▶ Instructions for the task
Look down the entries below and report how many lines hold the string "gravel"; write nothing else.

▶ Given data
.....

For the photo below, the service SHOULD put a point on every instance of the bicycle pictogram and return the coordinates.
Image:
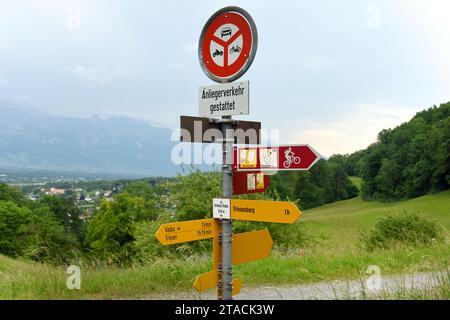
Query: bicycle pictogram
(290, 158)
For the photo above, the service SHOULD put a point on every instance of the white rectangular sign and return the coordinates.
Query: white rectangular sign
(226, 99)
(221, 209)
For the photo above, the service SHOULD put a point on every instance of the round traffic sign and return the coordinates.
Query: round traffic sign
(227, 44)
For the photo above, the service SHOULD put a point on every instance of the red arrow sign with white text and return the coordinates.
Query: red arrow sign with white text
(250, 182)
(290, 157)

.....

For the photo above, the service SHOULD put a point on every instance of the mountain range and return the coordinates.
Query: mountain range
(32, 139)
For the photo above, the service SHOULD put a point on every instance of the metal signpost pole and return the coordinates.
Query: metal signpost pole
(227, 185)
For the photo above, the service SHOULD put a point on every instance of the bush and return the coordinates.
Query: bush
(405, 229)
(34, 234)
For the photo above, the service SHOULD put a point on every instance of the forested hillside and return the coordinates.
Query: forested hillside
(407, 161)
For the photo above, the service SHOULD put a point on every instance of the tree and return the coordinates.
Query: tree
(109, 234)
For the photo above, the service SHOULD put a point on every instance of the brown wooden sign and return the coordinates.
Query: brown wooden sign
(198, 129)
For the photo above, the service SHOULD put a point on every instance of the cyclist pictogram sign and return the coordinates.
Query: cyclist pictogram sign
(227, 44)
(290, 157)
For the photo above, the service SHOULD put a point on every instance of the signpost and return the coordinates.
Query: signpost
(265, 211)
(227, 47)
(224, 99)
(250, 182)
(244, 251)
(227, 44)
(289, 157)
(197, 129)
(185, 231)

.....

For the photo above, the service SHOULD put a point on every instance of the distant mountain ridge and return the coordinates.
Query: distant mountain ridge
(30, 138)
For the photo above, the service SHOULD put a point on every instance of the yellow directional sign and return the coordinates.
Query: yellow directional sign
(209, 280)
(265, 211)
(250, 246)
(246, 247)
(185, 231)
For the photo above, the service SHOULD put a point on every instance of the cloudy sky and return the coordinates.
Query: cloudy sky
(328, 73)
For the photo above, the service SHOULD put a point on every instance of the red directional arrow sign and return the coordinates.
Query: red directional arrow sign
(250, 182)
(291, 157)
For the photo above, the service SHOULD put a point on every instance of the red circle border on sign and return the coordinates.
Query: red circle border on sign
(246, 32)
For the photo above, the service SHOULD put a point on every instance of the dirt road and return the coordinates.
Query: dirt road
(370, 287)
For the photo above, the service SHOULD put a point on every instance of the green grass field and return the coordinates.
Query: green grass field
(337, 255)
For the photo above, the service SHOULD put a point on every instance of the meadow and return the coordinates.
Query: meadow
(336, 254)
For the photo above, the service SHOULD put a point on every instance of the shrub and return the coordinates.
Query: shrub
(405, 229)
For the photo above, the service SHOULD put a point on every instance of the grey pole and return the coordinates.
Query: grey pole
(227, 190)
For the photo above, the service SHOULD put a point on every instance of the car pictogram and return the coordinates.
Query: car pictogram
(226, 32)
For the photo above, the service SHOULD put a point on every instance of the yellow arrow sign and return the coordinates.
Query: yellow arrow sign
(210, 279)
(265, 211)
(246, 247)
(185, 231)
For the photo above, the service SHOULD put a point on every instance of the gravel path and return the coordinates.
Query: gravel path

.....

▶ Exercise answer
2